**PROVIDED PASSAGE**
::::

Herbalist shares benefits of medicinal plants

Media Watch

Article by Edward Guthmann on Ma Prem Savita and her work with and knowledge of medicinal plants. Published in SF Chronicle on May 14, 2012

Before she became an herbalist, Catherine Abby Rich worked as a New York City schoolteacher and a birth-control counselor. She grew up in Queens, N.Y., and spent five years in Germany and 4 1/2 years in India studying herbal medicine and meditation. Rich, 67, lives in an 1873 Victorian in Larkspur. Her website is catherineabbyrich.com

Prem Savita (aka Catherine Abby Rich)
Catherine Abby Rich, a professional herbalist in Larkspur, has been mastering her craft for 40 years, and now sells potions out of her home. Catherine Abby Rich is an herbalist who has been fine-tuning her craft for 40 years. She collects and grows her own samples and teachers children and adults as part of the Global Healing Forum Training Program. Photo: Kevin Johnson, The Chronicle / SF


When I was 12 or 13, I went to summer camp. The first time that I slept on the earth, I had my first spiritual experience. Profound. I remember gathering the pine needles and making a pillow that I slept on for years.

When I was 28, I went to visit a best friend who had moved to Germany and settled on a farm. She was pregnant, and the midwife was also an herbalist.

::::

**INFORMATION GIVEN**

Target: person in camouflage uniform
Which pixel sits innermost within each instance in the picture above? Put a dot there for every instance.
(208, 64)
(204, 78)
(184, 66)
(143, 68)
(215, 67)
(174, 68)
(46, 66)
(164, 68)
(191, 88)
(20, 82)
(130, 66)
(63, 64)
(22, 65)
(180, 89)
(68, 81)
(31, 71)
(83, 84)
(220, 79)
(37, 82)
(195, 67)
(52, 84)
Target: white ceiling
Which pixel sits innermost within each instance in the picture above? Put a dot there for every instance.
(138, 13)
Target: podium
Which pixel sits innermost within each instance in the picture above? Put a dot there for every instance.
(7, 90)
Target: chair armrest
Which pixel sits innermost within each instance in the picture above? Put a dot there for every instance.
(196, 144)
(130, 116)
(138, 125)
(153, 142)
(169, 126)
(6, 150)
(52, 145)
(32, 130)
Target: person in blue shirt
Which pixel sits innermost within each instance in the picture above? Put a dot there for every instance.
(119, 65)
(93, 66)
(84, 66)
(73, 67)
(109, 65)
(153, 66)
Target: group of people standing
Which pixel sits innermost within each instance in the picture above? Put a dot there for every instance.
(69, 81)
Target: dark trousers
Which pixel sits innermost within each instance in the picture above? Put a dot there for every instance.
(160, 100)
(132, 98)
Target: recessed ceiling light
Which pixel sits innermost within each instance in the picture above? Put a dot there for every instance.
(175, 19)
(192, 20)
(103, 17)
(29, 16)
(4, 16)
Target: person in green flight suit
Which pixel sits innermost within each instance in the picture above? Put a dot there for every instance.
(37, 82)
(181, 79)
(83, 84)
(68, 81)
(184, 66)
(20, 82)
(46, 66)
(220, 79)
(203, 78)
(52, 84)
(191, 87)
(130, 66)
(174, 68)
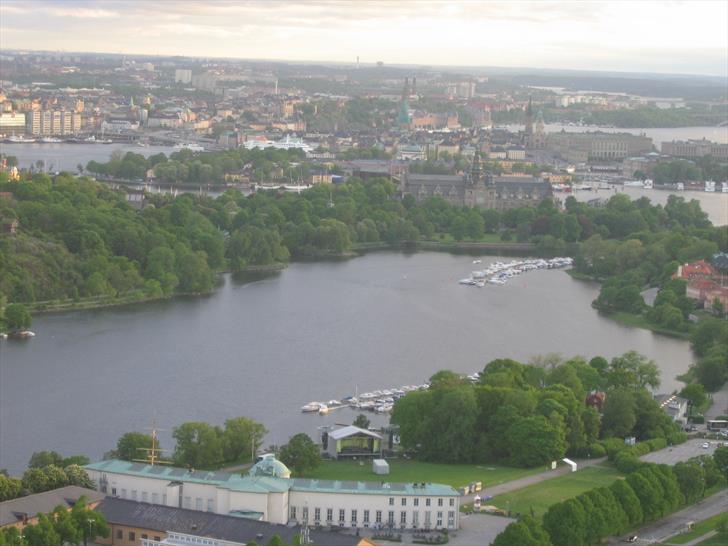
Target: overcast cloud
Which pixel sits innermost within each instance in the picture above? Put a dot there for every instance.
(639, 36)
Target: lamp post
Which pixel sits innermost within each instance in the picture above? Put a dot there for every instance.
(86, 533)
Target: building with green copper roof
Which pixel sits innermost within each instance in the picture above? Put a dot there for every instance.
(268, 493)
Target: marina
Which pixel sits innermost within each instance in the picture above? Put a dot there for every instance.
(498, 273)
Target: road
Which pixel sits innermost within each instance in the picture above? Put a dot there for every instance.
(670, 526)
(528, 480)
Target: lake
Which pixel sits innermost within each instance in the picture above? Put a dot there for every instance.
(262, 349)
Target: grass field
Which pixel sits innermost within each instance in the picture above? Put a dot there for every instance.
(455, 475)
(698, 530)
(542, 495)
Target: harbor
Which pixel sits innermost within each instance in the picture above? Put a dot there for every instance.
(499, 273)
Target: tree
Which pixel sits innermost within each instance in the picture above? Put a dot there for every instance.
(566, 522)
(533, 441)
(695, 393)
(10, 488)
(91, 522)
(199, 445)
(628, 500)
(242, 437)
(691, 479)
(17, 317)
(42, 533)
(134, 445)
(720, 456)
(361, 421)
(300, 454)
(619, 413)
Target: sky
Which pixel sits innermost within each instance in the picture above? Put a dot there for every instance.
(687, 37)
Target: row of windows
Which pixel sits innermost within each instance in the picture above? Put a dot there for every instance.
(366, 514)
(132, 536)
(416, 501)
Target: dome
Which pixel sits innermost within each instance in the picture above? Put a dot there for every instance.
(270, 467)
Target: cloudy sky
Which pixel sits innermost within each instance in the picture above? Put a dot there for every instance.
(638, 36)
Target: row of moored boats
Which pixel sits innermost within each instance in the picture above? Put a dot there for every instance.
(499, 272)
(380, 401)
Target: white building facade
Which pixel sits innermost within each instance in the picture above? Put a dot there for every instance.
(269, 494)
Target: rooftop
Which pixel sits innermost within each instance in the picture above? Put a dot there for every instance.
(266, 484)
(207, 524)
(15, 510)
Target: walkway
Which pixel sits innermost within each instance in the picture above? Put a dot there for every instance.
(674, 524)
(528, 480)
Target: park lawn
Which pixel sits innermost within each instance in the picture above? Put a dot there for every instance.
(713, 541)
(455, 475)
(542, 495)
(698, 530)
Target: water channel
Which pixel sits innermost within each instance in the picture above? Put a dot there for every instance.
(262, 349)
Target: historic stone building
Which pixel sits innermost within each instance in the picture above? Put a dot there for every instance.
(477, 189)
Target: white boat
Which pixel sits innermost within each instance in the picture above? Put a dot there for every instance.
(191, 147)
(19, 139)
(312, 407)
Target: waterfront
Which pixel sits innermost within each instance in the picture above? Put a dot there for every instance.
(714, 204)
(263, 349)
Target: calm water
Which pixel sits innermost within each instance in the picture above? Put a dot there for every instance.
(715, 204)
(316, 331)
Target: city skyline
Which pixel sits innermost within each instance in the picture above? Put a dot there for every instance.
(673, 37)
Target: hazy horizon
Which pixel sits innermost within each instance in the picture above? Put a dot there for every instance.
(680, 38)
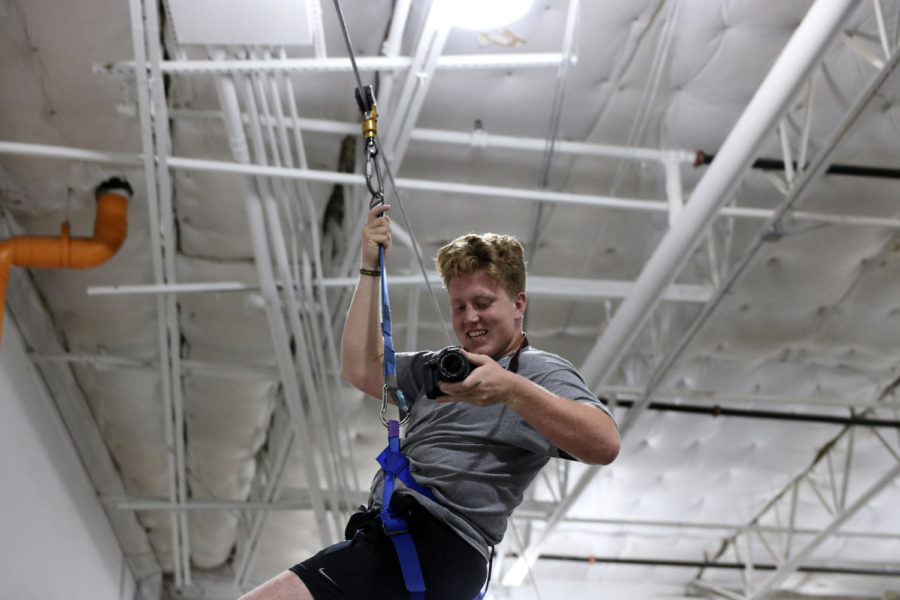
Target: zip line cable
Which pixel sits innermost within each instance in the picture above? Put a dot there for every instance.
(379, 197)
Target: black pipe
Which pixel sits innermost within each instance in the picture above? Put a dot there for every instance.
(774, 164)
(716, 411)
(699, 564)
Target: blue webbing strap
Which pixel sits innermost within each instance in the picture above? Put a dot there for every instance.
(390, 364)
(395, 465)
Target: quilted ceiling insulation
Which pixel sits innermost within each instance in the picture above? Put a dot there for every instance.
(707, 191)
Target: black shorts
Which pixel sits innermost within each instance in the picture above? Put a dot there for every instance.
(365, 567)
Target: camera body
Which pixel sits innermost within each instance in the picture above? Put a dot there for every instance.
(449, 365)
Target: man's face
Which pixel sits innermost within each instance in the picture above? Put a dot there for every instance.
(485, 318)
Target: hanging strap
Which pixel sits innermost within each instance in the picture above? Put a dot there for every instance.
(395, 465)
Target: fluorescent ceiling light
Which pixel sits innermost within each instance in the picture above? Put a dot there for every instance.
(483, 15)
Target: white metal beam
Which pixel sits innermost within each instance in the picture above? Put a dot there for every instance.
(801, 54)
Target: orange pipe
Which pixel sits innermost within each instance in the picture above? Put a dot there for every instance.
(110, 227)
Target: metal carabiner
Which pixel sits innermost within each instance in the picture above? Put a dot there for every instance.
(373, 171)
(390, 390)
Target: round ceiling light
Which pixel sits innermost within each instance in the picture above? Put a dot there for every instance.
(483, 15)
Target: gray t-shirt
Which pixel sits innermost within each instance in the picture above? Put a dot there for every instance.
(478, 461)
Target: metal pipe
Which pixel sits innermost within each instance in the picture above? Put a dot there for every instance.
(364, 63)
(64, 252)
(156, 253)
(799, 57)
(256, 218)
(701, 564)
(792, 67)
(774, 415)
(162, 140)
(774, 164)
(193, 164)
(539, 286)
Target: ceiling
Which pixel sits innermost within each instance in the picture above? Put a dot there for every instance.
(741, 317)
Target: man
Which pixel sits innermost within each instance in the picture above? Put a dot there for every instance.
(476, 447)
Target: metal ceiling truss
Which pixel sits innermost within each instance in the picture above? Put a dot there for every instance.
(278, 189)
(831, 483)
(794, 67)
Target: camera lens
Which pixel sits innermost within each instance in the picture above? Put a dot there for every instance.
(453, 366)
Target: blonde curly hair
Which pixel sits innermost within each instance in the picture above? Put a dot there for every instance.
(500, 256)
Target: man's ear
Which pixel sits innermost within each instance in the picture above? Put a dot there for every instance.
(520, 301)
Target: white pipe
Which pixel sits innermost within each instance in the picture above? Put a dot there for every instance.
(289, 378)
(777, 90)
(364, 63)
(796, 61)
(674, 193)
(423, 80)
(587, 290)
(391, 49)
(142, 87)
(398, 118)
(163, 144)
(228, 98)
(194, 164)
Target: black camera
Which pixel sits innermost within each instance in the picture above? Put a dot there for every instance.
(449, 365)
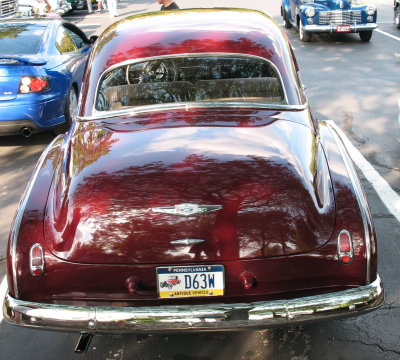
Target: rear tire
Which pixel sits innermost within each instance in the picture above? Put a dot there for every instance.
(365, 35)
(288, 24)
(71, 110)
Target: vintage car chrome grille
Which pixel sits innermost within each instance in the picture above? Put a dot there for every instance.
(339, 17)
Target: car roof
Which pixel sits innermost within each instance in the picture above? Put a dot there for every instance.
(39, 21)
(192, 31)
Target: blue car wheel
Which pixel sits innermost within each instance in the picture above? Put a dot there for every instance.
(304, 35)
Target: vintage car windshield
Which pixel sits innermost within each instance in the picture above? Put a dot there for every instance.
(190, 79)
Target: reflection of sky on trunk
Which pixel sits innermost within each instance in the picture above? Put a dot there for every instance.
(263, 184)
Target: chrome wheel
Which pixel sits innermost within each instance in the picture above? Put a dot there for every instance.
(304, 35)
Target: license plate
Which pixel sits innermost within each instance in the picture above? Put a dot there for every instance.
(343, 28)
(190, 281)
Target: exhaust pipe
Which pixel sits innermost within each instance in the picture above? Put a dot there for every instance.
(26, 132)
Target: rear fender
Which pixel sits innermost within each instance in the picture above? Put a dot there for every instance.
(352, 210)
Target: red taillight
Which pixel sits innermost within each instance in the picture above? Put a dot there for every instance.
(345, 247)
(30, 84)
(37, 260)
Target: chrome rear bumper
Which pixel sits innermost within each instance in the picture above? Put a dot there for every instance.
(194, 317)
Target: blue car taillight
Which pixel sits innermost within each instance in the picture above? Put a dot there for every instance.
(33, 84)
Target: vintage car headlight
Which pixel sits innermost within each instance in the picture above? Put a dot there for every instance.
(310, 12)
(370, 10)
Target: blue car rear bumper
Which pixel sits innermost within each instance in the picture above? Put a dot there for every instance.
(38, 116)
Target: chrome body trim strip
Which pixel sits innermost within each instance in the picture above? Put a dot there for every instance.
(332, 28)
(195, 317)
(20, 211)
(361, 199)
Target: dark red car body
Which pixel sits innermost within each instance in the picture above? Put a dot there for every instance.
(89, 203)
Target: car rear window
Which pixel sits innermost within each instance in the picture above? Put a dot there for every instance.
(190, 79)
(17, 39)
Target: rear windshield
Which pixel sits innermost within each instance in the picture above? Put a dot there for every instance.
(190, 79)
(18, 39)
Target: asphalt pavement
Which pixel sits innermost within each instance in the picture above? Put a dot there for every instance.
(353, 83)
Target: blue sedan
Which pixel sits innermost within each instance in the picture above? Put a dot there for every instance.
(41, 67)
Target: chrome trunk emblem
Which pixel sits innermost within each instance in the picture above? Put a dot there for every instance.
(186, 209)
(187, 241)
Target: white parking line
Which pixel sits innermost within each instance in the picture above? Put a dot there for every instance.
(3, 290)
(387, 34)
(387, 195)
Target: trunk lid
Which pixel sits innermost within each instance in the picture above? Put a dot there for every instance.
(127, 195)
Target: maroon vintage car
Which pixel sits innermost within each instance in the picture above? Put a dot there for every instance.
(195, 191)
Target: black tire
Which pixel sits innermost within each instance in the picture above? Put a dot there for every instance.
(365, 35)
(304, 35)
(288, 24)
(71, 107)
(397, 17)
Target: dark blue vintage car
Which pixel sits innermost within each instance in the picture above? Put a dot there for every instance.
(329, 16)
(41, 68)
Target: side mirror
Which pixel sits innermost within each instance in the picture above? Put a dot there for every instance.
(93, 39)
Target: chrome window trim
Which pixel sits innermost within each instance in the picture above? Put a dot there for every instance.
(361, 199)
(101, 114)
(194, 317)
(20, 211)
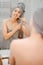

::::

**GOAL OF THE EXERCISE**
Extend the profile of the herbalist Catherine Abby Rich, continuing on from its final sentence.

**REPLY TO THE TASK**
The midwife showed us the plants that would make the delivery easier. The milkman’s wife showed us how to make Fruhlings Suppe, springtime soup with stinging nettles and fresh herbs. We were just delirious: two Jewish New Yorkers in Bavaria, learning what was all around us.

Never in my wildest dreams did I think it would be a career of more than 40 years.

I was just passing through Marin in 1985, when someone took me to this place called Tennessee Valley. I walked through it and saw so many medicinal plants I had known from Europe. I thought, “My friends are here.” My herb friends.

My house sits on a third of an acre, and I’ve planted most of it with medicinal herbs. Aloe, mugwort, valerian. Comfrey, which is famous for mending broken bones and a superior skin healer. Calendula is an antifungal, antibacterial. Lemon verbena seems to be a mood elevator. Just smell it – absolutely uplifting!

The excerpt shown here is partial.